Currently, we support using beta distribution or logit normal distribution. 
Just change `model.sample_t_type=beta` or `model.sample_t_type=logitnormal` in your pre-training commands. 

We provide the Google Drive link to the 1-ReFlow checkpoints trained in Square with [beta](https://drive.google.com/file/d/1d2oDejHLzkzSOuryvDKBZbJlVFBeo3ZQ/view?usp=drive_link) and [logitnormal](https://drive.google.com/file/d/1W-RH23OZMpVW5Ijo2ZmsYIlgVTsXuSfD/view?usp=drive_link)distributions. 


## 4. Making the Most of This Repo

### WandB Logging

- **No Internet? No Problem:**
  - Use `wandb.offline_mode=True` and sync later with `wandb sync <your_wandb_offline_file>`.
  - You can also sync all the offline data in a batch, for example, to sync all the offline wandb runs in 2025/05/10, run this in your terminal: 
    `for dir in ./wandb_offline/wandb/offline-run-20250510*; do wandb sync "${dir}"; done`
- **Skip WandB Logging to save memory:**
  - Set `wandb=null` will stop creating a WandB logging. 
- **I Turned wandb=null But Later I Wanted To Recover These Data:**
  - No worries. Even if your `wandb=null`, we still automatically save all training record for all runs dto a `.pkl` file. You can always recover your WandB run later with `util/pkl2wandb.py`.

==*==

- **Exercise objective**:
Continue the repository documentation on WandB logging above, starting after its last sentence.

- **Extracted information**:
==*==

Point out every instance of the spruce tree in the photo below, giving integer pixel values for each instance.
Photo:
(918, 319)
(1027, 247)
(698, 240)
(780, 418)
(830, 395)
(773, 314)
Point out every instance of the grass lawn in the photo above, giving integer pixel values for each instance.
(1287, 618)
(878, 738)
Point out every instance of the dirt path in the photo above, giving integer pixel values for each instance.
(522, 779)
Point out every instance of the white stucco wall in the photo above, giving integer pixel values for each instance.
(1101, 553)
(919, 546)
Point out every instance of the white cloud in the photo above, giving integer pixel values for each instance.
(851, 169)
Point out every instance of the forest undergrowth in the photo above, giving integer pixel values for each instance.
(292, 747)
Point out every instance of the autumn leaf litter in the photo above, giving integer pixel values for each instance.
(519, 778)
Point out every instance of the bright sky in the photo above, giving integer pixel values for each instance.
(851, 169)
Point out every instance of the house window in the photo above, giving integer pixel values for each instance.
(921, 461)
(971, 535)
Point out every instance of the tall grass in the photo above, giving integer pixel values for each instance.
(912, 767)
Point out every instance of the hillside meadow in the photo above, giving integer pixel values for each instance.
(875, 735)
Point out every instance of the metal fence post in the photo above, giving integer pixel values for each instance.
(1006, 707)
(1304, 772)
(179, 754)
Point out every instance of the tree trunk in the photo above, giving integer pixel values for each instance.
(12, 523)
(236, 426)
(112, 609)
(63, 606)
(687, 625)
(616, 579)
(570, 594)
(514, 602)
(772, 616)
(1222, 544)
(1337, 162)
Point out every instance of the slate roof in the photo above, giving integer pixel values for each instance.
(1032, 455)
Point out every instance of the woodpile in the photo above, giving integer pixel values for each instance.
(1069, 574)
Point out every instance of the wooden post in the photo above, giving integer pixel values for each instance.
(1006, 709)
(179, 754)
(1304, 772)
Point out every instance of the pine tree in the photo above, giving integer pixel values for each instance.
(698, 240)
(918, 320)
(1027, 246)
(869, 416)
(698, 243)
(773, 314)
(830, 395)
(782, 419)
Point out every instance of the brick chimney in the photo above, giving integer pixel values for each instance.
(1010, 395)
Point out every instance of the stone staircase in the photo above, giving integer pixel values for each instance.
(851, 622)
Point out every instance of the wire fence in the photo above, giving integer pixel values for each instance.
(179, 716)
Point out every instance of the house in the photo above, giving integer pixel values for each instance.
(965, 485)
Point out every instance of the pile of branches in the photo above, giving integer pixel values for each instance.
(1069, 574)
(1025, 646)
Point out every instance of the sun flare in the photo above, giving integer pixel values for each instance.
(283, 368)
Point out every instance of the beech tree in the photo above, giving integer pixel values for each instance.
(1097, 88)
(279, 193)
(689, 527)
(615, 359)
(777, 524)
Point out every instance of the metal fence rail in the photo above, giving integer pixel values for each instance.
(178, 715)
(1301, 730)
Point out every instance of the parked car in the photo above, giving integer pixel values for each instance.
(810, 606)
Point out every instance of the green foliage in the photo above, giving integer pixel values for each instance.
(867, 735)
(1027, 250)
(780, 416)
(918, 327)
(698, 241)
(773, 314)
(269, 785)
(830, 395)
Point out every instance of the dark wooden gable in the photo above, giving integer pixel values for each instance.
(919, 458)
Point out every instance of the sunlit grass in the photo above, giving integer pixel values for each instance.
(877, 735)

==*==

- **Answer to this exercise**:
### Managing Memory

- **My cuda is out of memory:**
  - Reduce `env.n_envs` and bump up `train.n_steps` to keep total steps consistent (`n_envs x n_steps x act_steps`).
  - Make `train.n_steps` a multiple of `env.max_episode_steps / act_steps`.
  - Furniture-Bench uses IsaacGym on one GPU.

### Switching Policies or Resuming

- **Custom Pre-trained Policy:**
  - Set `base_policy_path=<path>` in your command.
- **Resume Training:**
  - Add `resume_path=<checkpoint>` to your command (ensure `resume_path: null` is in your config).

### Rendering with MuJoCo

- **I want to render faster on GPUs**
  - Set `sim_device=<gpu_id>` for fast rendering.
  - No EGL? Use `sim_device=null` for slower osmesa rendering.

### Visualizing Results for Other benchmarks in DPPO:
- **Furniture-Bench:** Set `env.specific.headless=False` and `env.n_envs=1`.
- **D3IL:** Use `+env.render=True`, `env.n_envs=1`, `train.render.num=1`, and `script/test_d3il_render.py`.